DATA TO USE below:
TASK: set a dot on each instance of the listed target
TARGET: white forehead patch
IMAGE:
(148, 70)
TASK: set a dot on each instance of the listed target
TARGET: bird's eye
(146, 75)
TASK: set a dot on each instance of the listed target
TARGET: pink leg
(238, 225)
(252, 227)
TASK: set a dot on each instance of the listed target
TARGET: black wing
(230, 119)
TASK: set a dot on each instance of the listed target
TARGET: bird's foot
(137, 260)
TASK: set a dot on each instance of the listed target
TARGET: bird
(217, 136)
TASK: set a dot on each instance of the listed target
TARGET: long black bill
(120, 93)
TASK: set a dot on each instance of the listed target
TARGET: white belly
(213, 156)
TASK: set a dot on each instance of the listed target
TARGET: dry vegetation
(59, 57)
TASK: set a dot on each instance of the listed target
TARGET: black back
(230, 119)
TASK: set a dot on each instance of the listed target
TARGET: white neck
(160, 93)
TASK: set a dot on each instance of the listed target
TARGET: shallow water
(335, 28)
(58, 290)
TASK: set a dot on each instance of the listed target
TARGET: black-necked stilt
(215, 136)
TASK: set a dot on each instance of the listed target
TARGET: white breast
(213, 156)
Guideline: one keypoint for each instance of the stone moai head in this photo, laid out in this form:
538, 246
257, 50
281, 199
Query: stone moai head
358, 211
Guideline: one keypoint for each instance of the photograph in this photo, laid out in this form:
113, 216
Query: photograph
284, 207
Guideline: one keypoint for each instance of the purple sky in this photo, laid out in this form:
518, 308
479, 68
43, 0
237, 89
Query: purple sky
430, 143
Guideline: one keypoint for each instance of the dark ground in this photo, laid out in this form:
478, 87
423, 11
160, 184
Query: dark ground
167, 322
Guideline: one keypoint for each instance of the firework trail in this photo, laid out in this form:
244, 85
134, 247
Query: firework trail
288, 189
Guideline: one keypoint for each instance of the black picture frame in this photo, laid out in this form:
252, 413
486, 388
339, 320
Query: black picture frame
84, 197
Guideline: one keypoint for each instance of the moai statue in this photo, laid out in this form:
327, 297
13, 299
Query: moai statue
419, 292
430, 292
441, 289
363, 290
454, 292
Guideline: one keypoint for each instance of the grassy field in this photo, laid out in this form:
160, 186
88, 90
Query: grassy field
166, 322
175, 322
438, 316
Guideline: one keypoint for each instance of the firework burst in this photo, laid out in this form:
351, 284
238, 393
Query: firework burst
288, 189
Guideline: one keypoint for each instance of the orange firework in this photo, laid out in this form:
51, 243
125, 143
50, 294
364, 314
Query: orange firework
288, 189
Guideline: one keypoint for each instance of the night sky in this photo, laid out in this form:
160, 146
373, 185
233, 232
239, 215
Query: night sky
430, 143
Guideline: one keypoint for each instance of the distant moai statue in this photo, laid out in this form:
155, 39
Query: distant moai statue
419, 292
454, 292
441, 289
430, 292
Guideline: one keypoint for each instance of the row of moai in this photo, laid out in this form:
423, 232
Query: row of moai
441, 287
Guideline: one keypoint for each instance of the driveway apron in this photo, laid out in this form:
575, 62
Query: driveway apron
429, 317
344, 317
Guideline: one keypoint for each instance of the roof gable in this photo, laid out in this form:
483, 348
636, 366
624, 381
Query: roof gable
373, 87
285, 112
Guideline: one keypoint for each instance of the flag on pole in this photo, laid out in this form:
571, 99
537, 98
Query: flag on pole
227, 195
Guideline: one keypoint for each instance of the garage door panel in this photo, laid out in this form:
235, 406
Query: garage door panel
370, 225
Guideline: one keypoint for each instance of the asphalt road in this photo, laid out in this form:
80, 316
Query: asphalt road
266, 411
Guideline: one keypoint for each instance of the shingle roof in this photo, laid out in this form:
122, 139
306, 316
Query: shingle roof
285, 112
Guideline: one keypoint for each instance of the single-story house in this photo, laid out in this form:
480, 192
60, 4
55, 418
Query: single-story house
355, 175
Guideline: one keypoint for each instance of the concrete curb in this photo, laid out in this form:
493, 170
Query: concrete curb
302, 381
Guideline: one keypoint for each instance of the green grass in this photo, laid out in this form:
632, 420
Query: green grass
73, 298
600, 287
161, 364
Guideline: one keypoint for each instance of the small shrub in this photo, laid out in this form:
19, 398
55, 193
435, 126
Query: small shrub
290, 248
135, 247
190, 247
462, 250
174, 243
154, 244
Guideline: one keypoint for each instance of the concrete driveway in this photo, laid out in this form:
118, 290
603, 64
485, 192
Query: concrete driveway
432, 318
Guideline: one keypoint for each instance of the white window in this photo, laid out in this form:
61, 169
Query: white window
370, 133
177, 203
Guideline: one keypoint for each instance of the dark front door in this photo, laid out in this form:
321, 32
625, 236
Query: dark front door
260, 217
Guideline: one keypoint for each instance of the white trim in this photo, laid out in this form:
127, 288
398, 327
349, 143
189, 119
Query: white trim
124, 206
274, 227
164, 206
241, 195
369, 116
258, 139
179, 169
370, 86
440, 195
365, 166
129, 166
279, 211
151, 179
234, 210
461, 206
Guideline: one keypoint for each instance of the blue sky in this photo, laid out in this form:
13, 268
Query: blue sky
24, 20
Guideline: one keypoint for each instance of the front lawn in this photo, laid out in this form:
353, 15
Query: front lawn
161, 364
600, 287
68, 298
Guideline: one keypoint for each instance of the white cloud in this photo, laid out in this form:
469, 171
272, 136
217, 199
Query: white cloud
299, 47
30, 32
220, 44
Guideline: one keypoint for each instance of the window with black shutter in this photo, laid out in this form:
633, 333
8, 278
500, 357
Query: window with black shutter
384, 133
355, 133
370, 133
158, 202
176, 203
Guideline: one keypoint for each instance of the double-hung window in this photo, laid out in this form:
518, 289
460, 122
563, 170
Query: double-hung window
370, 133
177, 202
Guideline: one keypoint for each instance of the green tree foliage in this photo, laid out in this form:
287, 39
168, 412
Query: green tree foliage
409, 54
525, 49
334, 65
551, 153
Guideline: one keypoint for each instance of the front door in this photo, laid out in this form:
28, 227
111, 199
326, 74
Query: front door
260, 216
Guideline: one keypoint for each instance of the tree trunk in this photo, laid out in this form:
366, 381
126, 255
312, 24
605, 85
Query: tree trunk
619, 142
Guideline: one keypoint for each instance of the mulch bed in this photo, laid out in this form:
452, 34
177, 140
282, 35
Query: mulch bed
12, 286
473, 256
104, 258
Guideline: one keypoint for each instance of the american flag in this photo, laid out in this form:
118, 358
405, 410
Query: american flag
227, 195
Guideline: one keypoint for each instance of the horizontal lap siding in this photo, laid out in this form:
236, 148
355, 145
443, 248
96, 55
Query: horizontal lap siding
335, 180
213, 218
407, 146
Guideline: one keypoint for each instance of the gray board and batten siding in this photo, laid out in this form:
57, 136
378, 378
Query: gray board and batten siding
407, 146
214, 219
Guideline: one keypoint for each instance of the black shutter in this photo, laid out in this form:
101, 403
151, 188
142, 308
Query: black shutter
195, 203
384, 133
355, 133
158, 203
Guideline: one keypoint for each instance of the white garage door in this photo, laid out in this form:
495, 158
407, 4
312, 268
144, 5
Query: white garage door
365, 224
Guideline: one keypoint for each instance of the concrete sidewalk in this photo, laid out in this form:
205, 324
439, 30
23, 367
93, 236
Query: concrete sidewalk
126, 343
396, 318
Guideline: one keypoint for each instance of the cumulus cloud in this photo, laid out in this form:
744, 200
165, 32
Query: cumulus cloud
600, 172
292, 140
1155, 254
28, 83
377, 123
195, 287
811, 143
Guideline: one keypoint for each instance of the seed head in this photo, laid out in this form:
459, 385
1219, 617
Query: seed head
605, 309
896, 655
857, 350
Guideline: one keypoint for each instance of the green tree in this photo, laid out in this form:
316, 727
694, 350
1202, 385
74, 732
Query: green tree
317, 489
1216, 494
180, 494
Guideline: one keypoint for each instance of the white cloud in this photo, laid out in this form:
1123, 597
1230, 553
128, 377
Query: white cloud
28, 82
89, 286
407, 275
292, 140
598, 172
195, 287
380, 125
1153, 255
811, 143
End of DATA TO USE.
THE TASK. From the line with "the concrete sidewalk" through the final line of the records, return each line exactly. Leave out the rest.

OUTPUT OF THE EXERCISE.
Guideline: one keypoint for each instance of the concrete sidewalk in this photo, laid out in this form:
205, 324
439, 30
23, 367
93, 236
Query: concrete sidewalk
126, 343
396, 318
Guideline: one keypoint for each instance of the cumulus cloud in this photo, laid out in this form:
744, 200
165, 32
Query: cumulus cloud
600, 172
292, 140
1155, 254
28, 83
377, 123
195, 287
811, 143
Guideline: one keypoint for each instance of the seed head in this photo, laid out in this form:
459, 385
1219, 617
Query: seed head
605, 309
896, 655
857, 350
Guideline: one keypoint for each instance of the green tree in this photo, laid out in this form:
316, 727
694, 350
1202, 385
74, 732
Query: green tree
317, 489
1216, 494
180, 494
Guideline: one keypoint for each instance of the white cloud in this photo, laid out in this form:
1123, 597
1230, 553
128, 377
Query: white cloud
28, 82
89, 286
407, 275
292, 140
598, 172
195, 287
380, 125
1153, 255
811, 143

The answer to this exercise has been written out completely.